Assignment –
All of the records below need to be returned exactly.

Information supplied –
--------------------

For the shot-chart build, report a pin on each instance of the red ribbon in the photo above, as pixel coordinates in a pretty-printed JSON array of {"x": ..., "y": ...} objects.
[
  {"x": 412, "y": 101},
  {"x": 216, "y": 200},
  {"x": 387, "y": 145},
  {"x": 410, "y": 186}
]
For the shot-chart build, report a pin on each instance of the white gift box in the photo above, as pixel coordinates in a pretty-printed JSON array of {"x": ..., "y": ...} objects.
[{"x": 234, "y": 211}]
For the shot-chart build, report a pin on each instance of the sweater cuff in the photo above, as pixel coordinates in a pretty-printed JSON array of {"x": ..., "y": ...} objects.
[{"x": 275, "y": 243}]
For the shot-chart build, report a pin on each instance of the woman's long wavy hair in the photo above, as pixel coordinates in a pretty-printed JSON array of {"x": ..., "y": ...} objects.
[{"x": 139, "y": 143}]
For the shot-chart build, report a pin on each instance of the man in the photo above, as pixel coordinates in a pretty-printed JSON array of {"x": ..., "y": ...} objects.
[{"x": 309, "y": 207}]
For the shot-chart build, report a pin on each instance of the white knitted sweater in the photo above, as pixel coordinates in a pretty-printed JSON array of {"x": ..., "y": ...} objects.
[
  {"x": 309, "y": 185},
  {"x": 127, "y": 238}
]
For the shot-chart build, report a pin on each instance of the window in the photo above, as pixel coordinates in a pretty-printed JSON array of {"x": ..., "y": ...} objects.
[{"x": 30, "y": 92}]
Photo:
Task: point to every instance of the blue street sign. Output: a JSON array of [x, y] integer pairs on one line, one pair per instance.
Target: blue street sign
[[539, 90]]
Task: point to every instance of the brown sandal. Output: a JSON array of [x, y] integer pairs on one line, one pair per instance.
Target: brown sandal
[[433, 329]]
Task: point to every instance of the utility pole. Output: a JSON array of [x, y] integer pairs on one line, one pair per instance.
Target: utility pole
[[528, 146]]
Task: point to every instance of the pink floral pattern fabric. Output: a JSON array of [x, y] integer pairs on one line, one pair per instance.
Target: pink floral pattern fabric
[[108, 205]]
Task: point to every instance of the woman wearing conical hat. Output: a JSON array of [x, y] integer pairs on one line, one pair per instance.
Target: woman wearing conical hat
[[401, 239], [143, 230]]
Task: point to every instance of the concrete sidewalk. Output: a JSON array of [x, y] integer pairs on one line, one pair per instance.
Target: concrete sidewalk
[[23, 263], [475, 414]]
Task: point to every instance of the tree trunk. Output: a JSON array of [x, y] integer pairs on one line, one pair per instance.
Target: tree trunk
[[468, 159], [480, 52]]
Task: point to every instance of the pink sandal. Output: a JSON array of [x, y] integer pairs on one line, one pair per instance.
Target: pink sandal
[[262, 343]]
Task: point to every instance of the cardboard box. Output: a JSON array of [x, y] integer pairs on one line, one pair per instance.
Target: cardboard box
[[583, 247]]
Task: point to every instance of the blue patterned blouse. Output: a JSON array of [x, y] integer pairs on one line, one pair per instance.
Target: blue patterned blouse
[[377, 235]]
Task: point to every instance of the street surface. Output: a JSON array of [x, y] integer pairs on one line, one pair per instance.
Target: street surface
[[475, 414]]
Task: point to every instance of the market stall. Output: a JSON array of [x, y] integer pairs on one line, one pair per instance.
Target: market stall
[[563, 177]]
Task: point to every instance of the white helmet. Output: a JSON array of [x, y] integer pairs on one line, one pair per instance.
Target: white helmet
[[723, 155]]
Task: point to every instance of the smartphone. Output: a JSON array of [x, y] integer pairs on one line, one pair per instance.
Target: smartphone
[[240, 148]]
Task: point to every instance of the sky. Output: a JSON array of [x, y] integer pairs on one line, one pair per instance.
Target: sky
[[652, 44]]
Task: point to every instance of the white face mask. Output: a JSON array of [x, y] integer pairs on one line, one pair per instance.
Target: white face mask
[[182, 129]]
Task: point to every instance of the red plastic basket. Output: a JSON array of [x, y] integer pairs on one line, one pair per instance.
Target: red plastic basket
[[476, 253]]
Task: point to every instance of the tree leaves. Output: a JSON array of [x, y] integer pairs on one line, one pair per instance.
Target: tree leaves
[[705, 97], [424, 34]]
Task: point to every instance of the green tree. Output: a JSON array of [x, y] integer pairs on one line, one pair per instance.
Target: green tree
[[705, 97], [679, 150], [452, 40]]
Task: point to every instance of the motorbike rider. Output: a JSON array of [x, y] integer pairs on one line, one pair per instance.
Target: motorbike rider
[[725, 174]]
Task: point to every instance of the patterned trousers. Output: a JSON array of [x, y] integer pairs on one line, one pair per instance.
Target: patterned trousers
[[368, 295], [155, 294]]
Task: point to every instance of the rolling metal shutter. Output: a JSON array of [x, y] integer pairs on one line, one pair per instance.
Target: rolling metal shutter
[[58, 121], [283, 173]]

--------------------

Result of this exercise –
For the shot-chart build, report a pin on each instance of the red ribbon in the photo above, as pixel coordinates in a pretty-printed JSON array of {"x": ..., "y": ...} objects.
[
  {"x": 412, "y": 101},
  {"x": 216, "y": 200},
  {"x": 387, "y": 145},
  {"x": 410, "y": 186}
]
For the shot-chart build, report a pin on each instance of the white gift box in the photo above, as pixel coordinates in a pretty-printed JSON array of {"x": ..., "y": ...} objects.
[{"x": 234, "y": 211}]
For the shot-chart build, report a pin on each instance of the sweater cuff in the photo above, as pixel coordinates in a pretty-printed JSON array of {"x": ..., "y": ...} objects.
[{"x": 275, "y": 243}]
For the shot-chart build, report a pin on each instance of the woman's long wavy hair in the photo above, as pixel coordinates in a pretty-printed JSON array of {"x": ..., "y": ...} objects.
[{"x": 139, "y": 143}]
For the shot-chart build, report a pin on each instance of the man in the photo above, as pixel coordinates in a pretty-printed JSON array of {"x": ..., "y": ...} objects.
[{"x": 309, "y": 207}]
For the shot-chart build, report a pin on each instance of the white knitted sweater in the photo above, as pixel coordinates in a pretty-printed JSON array of {"x": ..., "y": ...} objects.
[
  {"x": 309, "y": 185},
  {"x": 127, "y": 238}
]
For the shot-chart build, report a pin on each instance of the window in the photo above, as pixel coordinates in a pretty-printed JSON array of {"x": ..., "y": ...} objects.
[{"x": 30, "y": 92}]
Photo:
Task: point to every instance of the blue street sign. Output: a JSON array of [x, y] integer pairs on one line, one pair per instance.
Target: blue street sign
[[539, 90]]
Task: point to every instance of the brown sandal. Output: a JSON array of [x, y] integer pairs on one line, one pair per instance.
Target: brown sandal
[[433, 329]]
Task: point to every instance of the utility pole. Output: a JSON array of [x, y] integer pairs on one line, one pair per instance.
Target: utility pole
[[528, 146]]
Task: point to every instance of the pink floral pattern fabric. Output: a JSON array of [x, y] integer pairs on one line, one pair per instance.
Target: pink floral pattern fabric
[[108, 205]]
Task: point to every instance of the woman wearing conical hat. Output: a JSON array of [x, y] integer pairs on one line, one pair per instance.
Target: woman wearing conical hat
[[401, 239], [143, 230]]
Task: point to every instance of the concrete sidewalk. Output: a JSON array of [x, y] integer pairs on one line, one pair per instance.
Target: concrete sidewalk
[[23, 263], [475, 414]]
Task: point to every instance of the tree trunk. Output: a JSON array of [x, y] integer pairs on one line, one pair per instance.
Target: tree trunk
[[468, 159], [480, 52]]
Task: point to every instance of the pink sandal. Output: a JSON array of [x, y] integer pairs on one line, one pair per instance.
Target: pink sandal
[[262, 343]]
Task: point to every instance of the cardboard box. Output: a JSON array of [x, y] integer pairs on one line, one pair per instance.
Target: cardboard box
[[583, 247]]
Task: point to every instance of the blue patterned blouse. Output: a JSON array of [x, y] integer pairs on one line, one pair per instance.
Target: blue patterned blouse
[[377, 235]]
Task: point to every instance of the street surface. Output: a JSON array of [x, y] integer pairs on one line, one pair per instance.
Target: street surface
[[475, 414]]
Task: point to every instance of the market stall. Output: a JSON array of [x, y] integer pairs on one line, one pair per instance.
Target: market stall
[[563, 177]]
Task: point to every instance of the white helmet. Output: a JSON array of [x, y] integer pairs on one line, one pair per instance.
Target: white helmet
[[723, 155]]
Task: point to every instance of the smartphone. Output: a JSON array of [x, y] integer pairs on one line, one pair per instance.
Target: smartphone
[[240, 148]]
Task: point to every instance of the sky. Output: a JSON array of [x, y] integer pairs on one line, one pair per instance.
Target: sky
[[652, 44]]
Task: point to every instance of the white face mask. Output: a JSON array of [x, y] integer pairs on one line, one pair per instance.
Target: white face mask
[[182, 129]]
Task: point to every instance of the red plastic basket. Output: a JSON array of [x, y] integer pairs on one line, one pair per instance.
Target: red plastic basket
[[476, 253]]
Task: point to every instance of the tree leaves. Output: a JSON array of [x, y] integer pairs on one line, one pair per instance.
Target: tree leaves
[[705, 97], [424, 34]]
Task: point to every instance of the green tree. Output: a JSON array of [x, y] integer pairs on one line, one pair per instance.
Target: green tree
[[705, 97], [679, 150], [452, 40]]
Task: point to every instance of the motorbike rider. Output: a JSON array of [x, y] integer pairs on one line, one pair per instance.
Target: motorbike rider
[[725, 174]]
Task: point to every instance of the patterned trousers. Output: a JSON array of [x, y] integer pairs on one line, one pair per instance.
Target: patterned trousers
[[368, 295], [155, 294]]
Task: point to every instance of the rolling metal shutter. Output: a JSON array of [x, y] integer pairs on one line, one pair per instance.
Target: rolling metal shutter
[[58, 121], [283, 173]]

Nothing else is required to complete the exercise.